Work to do:
Put the records below into a JSON array of strings, with one string for each line and no strings for blank lines.

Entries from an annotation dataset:

<<<<

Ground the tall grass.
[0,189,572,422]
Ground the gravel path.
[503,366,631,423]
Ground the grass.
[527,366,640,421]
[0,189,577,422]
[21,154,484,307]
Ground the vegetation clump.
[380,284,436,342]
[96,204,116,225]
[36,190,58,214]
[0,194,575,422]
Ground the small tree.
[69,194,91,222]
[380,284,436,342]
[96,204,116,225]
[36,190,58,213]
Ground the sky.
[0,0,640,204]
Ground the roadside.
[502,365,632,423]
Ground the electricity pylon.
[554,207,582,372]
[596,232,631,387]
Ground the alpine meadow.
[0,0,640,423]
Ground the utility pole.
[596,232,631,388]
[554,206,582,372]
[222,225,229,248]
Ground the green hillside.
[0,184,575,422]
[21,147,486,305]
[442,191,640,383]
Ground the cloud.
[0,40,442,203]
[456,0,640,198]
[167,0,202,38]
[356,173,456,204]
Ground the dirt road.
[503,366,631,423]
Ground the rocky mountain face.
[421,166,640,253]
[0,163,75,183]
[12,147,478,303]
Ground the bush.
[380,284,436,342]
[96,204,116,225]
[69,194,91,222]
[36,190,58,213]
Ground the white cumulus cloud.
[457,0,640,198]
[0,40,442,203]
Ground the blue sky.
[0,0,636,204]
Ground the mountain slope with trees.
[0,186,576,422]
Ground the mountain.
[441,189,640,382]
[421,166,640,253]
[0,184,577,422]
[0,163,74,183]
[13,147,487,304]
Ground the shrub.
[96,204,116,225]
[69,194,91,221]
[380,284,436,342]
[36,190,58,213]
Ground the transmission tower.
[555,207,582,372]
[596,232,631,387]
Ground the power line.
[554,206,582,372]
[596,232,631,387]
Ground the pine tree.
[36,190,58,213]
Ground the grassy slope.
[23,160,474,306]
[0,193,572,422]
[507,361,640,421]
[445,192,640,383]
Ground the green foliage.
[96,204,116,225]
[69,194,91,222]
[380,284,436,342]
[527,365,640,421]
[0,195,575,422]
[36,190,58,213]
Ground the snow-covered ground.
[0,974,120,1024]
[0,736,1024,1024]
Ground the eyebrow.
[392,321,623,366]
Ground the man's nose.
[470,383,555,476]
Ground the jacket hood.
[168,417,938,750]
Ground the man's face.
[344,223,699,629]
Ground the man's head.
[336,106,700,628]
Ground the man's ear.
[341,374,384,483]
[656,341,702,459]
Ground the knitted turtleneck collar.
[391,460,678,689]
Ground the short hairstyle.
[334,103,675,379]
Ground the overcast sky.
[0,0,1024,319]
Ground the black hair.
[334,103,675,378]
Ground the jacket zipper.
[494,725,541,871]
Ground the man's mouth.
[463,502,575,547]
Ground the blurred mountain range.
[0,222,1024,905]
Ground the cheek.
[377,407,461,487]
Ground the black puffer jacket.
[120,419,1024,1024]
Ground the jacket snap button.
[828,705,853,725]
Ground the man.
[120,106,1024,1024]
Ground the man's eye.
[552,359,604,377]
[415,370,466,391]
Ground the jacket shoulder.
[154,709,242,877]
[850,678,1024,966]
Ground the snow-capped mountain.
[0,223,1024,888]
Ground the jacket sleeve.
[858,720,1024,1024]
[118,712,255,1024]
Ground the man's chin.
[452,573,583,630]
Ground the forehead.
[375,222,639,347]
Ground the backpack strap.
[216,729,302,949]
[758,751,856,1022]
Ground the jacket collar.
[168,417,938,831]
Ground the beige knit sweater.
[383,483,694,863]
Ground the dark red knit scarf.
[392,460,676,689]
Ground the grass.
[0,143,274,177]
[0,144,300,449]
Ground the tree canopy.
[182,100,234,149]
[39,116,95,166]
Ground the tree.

>>>>

Correct response:
[
  "Ground the tall grass.",
  "[0,189,572,422]",
  "Ground the gravel path.",
  "[503,366,631,423]",
  "Ground the grass.",
  "[527,366,640,421]",
  "[0,189,577,422]",
  "[21,154,484,307]",
  "Ground the vegetation clump.",
  "[380,284,436,342]",
  "[96,204,116,225]",
  "[36,190,58,214]",
  "[0,194,575,422]",
  "Ground the small tree.",
  "[69,194,91,222]",
  "[380,284,436,342]",
  "[96,204,116,225]",
  "[36,190,58,213]",
  "Ground the sky.",
  "[0,0,640,204]",
  "Ground the roadside.",
  "[502,365,632,423]",
  "Ground the electricity pylon.",
  "[554,207,582,372]",
  "[596,232,631,387]",
  "Ground the alpine meadow.",
  "[0,0,640,423]",
  "Ground the utility pole.",
  "[596,232,631,388]",
  "[554,206,582,372]",
  "[222,225,229,248]",
  "Ground the green hillside.",
  "[0,184,575,422]",
  "[21,147,486,305]",
  "[442,191,640,383]",
  "Ground the cloud.",
  "[0,40,442,203]",
  "[456,0,640,198]",
  "[167,0,202,38]",
  "[356,173,456,204]",
  "Ground the dirt road.",
  "[503,366,631,423]",
  "Ground the rocky mountain face.",
  "[421,166,640,253]",
  "[0,163,75,183]",
  "[12,147,478,303]",
  "Ground the bush.",
  "[380,284,436,342]",
  "[96,204,116,225]",
  "[69,194,91,222]",
  "[36,190,58,213]",
  "Ground the white cumulus cloud.",
  "[457,0,640,198]",
  "[0,40,442,203]",
  "Ground the blue sky.",
  "[0,0,636,204]",
  "Ground the mountain slope with trees.",
  "[0,186,576,422]",
  "Ground the mountain.",
  "[441,189,640,382]",
  "[421,166,640,253]",
  "[0,184,577,422]",
  "[0,163,74,183]",
  "[13,147,487,304]",
  "Ground the shrub.",
  "[96,204,116,225]",
  "[69,194,91,221]",
  "[380,284,436,342]",
  "[36,190,58,213]",
  "Ground the transmission tower.",
  "[555,207,582,372]",
  "[596,232,631,387]",
  "Ground the power line.",
  "[554,206,582,372]",
  "[596,232,631,387]",
  "Ground the pine tree.",
  "[36,190,58,213]",
  "Ground the grassy slope.",
  "[23,160,474,306]",
  "[0,193,572,422]",
  "[507,361,640,421]",
  "[445,192,640,383]",
  "Ground the green foliage.",
  "[96,204,116,225]",
  "[69,194,91,222]",
  "[380,284,436,342]",
  "[527,365,640,421]",
  "[0,195,575,422]",
  "[36,190,58,213]",
  "Ground the snow-covered ground.",
  "[0,974,120,1024]",
  "[0,736,1024,1024]",
  "Ground the eyebrow.",
  "[392,321,623,366]",
  "Ground the man's nose.",
  "[470,383,555,476]",
  "Ground the jacket hood.",
  "[168,417,938,750]",
  "Ground the man's face.",
  "[344,223,699,629]",
  "Ground the man's head.",
  "[336,106,700,628]",
  "Ground the man's ear.",
  "[341,374,384,483]",
  "[656,341,702,459]",
  "Ground the knitted turtleneck collar.",
  "[391,460,678,689]",
  "Ground the short hairstyle.",
  "[334,103,675,379]",
  "Ground the overcast sky.",
  "[0,0,1024,319]",
  "Ground the black hair.",
  "[334,103,675,378]",
  "Ground the jacket zipper.",
  "[494,725,541,871]",
  "Ground the man's mouth.",
  "[463,502,575,547]",
  "Ground the blurred mountain range.",
  "[0,222,1024,905]",
  "Ground the cheek.",
  "[377,407,461,487]",
  "Ground the black puffer jacket.",
  "[120,419,1024,1024]",
  "Ground the jacket snap button.",
  "[828,705,853,725]",
  "Ground the man.",
  "[120,106,1024,1024]",
  "Ground the man's eye.",
  "[552,359,604,377]",
  "[415,370,466,391]",
  "Ground the jacket shoulder.",
  "[154,709,242,877]",
  "[850,678,1024,966]",
  "Ground the snow-capped mountain.",
  "[0,223,1024,888]",
  "Ground the jacket sleeve.",
  "[858,720,1024,1024]",
  "[118,712,255,1024]",
  "Ground the man's chin.",
  "[452,573,583,630]",
  "Ground the forehead.",
  "[375,222,639,347]",
  "Ground the backpack strap.",
  "[216,729,302,949]",
  "[758,751,856,1022]",
  "Ground the jacket collar.",
  "[168,417,938,831]",
  "Ground the beige knit sweater.",
  "[383,483,694,863]",
  "Ground the dark red knit scarf.",
  "[392,460,676,689]",
  "Ground the grass.",
  "[0,143,274,177]",
  "[0,144,300,449]",
  "Ground the tree canopy.",
  "[182,100,234,149]",
  "[39,116,95,166]",
  "Ground the tree."
]